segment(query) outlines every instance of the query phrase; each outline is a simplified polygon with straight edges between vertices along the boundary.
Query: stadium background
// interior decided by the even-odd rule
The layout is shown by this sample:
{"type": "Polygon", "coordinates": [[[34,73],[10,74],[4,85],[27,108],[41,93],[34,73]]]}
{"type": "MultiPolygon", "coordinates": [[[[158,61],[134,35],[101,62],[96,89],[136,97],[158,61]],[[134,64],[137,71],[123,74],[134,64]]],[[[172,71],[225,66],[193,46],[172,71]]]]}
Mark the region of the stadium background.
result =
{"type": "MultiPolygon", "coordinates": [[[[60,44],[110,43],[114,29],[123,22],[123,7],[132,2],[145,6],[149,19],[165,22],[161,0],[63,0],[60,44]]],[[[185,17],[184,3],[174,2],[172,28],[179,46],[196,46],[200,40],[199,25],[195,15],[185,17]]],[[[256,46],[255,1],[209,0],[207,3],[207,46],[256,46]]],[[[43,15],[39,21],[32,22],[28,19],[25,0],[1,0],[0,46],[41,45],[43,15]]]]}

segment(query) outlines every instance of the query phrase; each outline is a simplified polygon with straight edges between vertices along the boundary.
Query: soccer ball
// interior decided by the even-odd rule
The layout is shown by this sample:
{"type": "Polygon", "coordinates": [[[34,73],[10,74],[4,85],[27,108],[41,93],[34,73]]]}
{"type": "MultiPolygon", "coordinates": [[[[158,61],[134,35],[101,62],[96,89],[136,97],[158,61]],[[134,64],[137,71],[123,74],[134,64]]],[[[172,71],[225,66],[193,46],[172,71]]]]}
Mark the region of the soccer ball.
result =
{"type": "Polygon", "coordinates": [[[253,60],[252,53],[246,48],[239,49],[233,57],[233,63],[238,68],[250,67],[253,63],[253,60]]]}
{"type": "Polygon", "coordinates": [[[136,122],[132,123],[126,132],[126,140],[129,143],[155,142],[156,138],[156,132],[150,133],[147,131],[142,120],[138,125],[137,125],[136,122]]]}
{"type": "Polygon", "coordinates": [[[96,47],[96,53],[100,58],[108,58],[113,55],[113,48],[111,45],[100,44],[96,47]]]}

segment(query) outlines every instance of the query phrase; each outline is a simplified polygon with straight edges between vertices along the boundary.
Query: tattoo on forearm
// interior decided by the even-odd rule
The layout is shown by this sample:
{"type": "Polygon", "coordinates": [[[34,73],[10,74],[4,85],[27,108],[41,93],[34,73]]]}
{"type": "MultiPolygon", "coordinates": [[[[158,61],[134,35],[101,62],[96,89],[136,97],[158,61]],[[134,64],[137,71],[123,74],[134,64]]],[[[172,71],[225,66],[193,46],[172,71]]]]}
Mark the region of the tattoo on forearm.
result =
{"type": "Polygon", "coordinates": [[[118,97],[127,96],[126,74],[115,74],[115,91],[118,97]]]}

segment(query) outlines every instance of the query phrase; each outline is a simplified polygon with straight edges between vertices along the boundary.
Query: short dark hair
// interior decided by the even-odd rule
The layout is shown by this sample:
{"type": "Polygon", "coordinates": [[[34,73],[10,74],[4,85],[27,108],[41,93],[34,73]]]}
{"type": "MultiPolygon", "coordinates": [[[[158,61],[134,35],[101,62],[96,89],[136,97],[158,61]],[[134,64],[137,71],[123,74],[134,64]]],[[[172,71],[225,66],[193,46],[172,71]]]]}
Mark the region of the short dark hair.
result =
= = = = =
- [Task prompt]:
Collect every line of the listing above that contains the word "dark", copying each one unchanged. Only matches with the same upper and lower case count.

- [The solution]:
Query: short dark hair
Mark the region of the short dark hair.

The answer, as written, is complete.